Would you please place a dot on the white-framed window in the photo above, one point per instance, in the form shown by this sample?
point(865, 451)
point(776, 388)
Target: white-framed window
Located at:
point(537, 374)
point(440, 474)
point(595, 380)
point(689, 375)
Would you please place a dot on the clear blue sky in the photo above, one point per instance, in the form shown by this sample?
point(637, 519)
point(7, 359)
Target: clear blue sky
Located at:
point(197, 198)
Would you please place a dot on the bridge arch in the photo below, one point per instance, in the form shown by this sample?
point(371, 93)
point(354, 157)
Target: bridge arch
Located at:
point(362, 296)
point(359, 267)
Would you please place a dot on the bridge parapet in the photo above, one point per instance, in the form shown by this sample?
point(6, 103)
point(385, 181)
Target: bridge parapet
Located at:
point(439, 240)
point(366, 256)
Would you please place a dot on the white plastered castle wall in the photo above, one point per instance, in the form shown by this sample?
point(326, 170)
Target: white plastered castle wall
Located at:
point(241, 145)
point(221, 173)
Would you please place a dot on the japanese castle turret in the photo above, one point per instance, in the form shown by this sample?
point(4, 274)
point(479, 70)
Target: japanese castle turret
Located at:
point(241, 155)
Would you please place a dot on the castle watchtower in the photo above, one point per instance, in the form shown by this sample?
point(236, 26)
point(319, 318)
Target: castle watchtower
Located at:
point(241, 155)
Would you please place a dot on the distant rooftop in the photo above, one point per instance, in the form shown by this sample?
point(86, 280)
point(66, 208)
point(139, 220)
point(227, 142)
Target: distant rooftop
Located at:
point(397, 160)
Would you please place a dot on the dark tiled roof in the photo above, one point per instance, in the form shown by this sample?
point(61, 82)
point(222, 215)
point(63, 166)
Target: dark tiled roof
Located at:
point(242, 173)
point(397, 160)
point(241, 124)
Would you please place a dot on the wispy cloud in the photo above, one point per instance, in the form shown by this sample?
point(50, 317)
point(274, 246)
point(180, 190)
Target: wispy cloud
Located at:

------

**Zadanie pisemne:**
Przepisz w całości fragment materiału od wiersza zawierającego „Would you please place a dot on the distant” do samego końca materiału, przeskalowując tylko współrzędne punktów wypisanych pod „Located at:”, czyli mnożąc je przez 1,05 i zaokrąglając do liczb całkowitych (połówki w górę). Pozostałe liczby zostaw bez zmian.

**Rozwiązanie zadania:**
Would you please place a dot on the distant rooftop in the photo above, one point per instance, in the form shown by this sample?
point(86, 280)
point(66, 208)
point(139, 220)
point(227, 142)
Target: distant rooftop
Located at:
point(417, 168)
Would you please place a dot on the dark tiled roof in the photo above, one point per instance, in the form shown by this sample?
point(61, 82)
point(222, 215)
point(63, 166)
Target: dark tiled roof
Located at:
point(254, 182)
point(417, 168)
point(253, 130)
Would you please place a dot on the wispy cloud in the photo above, one point per instance, in the form shown by this sample?
point(50, 317)
point(274, 246)
point(180, 190)
Target: wispy cloud
Located at:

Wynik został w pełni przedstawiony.